* **AIM OF THE TASK**
Would you restate, exactly as they appear, the lines from the one containing "the eyebrow, which" through the end of the data below?

* **Position annotation records**
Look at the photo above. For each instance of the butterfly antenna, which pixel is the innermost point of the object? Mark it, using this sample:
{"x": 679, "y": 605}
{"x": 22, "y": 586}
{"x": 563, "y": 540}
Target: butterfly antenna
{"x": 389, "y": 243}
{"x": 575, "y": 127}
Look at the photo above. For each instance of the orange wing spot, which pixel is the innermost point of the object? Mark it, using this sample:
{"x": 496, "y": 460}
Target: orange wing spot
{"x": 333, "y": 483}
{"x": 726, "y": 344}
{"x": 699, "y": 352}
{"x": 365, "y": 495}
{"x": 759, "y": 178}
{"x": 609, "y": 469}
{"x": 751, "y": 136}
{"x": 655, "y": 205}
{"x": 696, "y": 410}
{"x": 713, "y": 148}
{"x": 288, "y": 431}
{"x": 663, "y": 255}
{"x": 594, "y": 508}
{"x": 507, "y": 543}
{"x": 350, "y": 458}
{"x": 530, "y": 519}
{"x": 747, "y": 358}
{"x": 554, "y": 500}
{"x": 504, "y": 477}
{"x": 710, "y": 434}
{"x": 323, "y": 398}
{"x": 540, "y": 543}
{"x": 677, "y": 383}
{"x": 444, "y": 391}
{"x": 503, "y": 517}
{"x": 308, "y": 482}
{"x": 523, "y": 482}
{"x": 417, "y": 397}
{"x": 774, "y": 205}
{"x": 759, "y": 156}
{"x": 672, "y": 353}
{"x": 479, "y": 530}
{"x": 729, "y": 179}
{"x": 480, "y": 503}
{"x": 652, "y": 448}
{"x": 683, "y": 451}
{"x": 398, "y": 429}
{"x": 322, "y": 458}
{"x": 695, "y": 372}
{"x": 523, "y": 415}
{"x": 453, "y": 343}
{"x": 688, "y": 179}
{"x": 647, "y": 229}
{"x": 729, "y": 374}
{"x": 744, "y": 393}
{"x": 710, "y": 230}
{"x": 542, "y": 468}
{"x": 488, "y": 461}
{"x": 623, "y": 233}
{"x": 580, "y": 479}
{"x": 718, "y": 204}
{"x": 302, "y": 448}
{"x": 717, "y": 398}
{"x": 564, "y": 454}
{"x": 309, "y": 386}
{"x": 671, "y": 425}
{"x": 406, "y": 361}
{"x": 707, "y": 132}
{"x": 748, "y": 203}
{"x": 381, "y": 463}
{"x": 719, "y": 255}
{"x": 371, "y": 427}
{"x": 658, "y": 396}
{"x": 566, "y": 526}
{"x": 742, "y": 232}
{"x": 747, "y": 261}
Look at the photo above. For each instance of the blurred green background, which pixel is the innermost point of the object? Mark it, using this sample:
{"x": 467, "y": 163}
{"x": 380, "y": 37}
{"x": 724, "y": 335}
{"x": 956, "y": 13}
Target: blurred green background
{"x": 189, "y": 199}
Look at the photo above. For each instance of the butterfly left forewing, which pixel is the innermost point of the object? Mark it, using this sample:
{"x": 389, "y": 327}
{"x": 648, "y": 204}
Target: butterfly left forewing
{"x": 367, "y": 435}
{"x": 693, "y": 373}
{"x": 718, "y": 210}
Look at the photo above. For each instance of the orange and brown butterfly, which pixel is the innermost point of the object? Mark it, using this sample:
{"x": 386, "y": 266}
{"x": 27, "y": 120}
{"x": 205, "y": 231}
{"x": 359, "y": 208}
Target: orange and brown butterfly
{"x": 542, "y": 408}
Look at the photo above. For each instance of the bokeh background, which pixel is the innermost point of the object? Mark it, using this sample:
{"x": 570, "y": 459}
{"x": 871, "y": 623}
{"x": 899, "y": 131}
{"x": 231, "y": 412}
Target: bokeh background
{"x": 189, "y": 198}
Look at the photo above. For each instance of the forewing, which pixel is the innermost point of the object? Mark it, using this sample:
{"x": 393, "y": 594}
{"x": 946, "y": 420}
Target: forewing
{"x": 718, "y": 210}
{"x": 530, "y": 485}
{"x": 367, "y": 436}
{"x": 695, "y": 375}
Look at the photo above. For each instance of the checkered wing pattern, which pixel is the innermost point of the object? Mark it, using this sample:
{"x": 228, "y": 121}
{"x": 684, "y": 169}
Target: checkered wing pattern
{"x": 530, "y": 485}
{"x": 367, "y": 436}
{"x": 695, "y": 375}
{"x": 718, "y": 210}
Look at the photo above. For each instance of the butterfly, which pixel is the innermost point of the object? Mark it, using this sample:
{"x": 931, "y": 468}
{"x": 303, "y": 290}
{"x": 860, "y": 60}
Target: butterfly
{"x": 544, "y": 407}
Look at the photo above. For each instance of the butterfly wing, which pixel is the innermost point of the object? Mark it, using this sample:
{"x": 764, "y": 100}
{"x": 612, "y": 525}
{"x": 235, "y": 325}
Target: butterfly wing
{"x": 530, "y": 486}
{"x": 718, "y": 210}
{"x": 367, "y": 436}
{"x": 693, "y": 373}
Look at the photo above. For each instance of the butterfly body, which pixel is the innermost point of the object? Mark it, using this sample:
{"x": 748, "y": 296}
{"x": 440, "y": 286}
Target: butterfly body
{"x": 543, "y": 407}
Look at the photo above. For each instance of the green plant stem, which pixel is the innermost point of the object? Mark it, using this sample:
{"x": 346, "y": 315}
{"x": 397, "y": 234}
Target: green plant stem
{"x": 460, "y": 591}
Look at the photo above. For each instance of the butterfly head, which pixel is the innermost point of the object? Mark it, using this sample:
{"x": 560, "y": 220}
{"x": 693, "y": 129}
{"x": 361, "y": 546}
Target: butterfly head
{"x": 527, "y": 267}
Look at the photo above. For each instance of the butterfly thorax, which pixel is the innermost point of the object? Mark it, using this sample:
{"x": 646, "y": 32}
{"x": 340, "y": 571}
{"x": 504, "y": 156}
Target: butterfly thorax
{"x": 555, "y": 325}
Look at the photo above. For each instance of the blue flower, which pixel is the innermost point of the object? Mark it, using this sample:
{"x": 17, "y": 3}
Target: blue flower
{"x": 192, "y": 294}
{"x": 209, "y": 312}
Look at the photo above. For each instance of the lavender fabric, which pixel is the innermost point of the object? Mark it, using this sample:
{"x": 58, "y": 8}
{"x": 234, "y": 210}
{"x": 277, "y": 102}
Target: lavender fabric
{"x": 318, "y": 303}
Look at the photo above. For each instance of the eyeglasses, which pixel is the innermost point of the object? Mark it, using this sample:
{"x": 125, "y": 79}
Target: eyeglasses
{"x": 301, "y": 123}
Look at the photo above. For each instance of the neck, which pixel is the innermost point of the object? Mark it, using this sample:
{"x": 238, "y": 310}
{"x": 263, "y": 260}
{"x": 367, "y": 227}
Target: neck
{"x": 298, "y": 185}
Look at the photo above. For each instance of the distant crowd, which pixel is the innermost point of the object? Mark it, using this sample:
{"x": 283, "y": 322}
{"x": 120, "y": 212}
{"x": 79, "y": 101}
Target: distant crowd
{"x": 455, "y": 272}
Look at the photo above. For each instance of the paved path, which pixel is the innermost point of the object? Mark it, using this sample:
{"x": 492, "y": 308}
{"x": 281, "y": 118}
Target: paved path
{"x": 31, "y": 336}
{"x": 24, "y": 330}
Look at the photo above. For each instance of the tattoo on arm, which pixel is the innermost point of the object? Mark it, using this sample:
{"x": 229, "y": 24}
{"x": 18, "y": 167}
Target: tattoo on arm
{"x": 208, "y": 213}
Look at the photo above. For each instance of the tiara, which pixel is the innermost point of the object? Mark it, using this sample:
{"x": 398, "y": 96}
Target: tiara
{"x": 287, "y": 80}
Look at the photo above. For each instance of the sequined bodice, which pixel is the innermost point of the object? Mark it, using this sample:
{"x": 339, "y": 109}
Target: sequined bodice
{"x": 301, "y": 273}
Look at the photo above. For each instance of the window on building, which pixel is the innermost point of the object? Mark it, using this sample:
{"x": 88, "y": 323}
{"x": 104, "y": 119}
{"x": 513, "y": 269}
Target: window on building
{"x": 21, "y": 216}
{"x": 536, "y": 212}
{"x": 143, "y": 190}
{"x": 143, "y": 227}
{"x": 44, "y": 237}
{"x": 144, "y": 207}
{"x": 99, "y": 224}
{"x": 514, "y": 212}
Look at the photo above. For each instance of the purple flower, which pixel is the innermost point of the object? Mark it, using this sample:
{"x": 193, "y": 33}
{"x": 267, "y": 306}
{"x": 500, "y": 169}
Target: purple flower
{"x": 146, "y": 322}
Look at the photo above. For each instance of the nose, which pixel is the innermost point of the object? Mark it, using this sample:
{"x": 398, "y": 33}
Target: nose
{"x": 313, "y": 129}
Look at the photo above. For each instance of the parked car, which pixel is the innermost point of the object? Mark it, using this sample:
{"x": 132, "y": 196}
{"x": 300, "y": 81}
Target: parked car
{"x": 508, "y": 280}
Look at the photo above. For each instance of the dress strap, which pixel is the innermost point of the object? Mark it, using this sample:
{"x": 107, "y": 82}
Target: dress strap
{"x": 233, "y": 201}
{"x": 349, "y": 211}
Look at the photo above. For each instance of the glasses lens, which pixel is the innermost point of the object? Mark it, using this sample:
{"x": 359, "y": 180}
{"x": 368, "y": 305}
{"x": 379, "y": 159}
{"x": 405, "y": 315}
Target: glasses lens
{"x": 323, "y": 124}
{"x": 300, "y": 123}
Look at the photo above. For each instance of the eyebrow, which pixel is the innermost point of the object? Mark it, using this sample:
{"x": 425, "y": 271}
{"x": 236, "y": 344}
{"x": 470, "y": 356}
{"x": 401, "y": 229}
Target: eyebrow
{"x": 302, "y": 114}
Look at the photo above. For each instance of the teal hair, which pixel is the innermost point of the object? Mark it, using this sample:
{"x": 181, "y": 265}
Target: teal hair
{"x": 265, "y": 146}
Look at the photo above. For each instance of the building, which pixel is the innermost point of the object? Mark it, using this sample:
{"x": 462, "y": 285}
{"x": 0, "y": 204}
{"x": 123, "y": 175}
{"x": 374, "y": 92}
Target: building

* **EXERCISE OUTPUT**
Look at the photo above. For each instance of the eyebrow, which pixel is the innermost point of the object? Mark it, using this sample:
{"x": 425, "y": 271}
{"x": 236, "y": 344}
{"x": 470, "y": 356}
{"x": 401, "y": 229}
Target: eyebrow
{"x": 302, "y": 114}
Look at the photo above. For each instance of the teal hair, which pixel is the innermost point of the object? Mark it, using this sample:
{"x": 181, "y": 265}
Target: teal hair
{"x": 265, "y": 146}
Look at the photo above. For each instance of the building, which pixel is the innermost point of the object? Mark it, using this sample:
{"x": 462, "y": 285}
{"x": 0, "y": 204}
{"x": 123, "y": 175}
{"x": 374, "y": 92}
Target: building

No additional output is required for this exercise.